◆ RECORDS PROVIDED
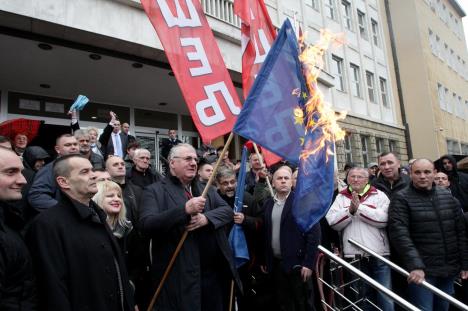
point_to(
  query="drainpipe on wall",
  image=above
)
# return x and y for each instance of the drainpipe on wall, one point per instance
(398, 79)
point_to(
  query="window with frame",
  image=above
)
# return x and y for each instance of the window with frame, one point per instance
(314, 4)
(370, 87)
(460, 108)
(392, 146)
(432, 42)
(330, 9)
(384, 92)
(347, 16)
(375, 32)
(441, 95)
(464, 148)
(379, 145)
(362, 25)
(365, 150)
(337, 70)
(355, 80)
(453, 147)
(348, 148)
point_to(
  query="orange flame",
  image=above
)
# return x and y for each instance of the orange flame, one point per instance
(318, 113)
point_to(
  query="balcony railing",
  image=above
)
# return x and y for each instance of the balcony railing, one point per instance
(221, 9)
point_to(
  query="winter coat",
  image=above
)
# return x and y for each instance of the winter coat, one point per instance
...
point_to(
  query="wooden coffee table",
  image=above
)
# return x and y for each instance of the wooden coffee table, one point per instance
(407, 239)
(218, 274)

◆ AIM OF THE EXERCISE
Return the count of lines in the entries above that include the word "coat", without any added text.

◆ EXERCISE RESPONSE
2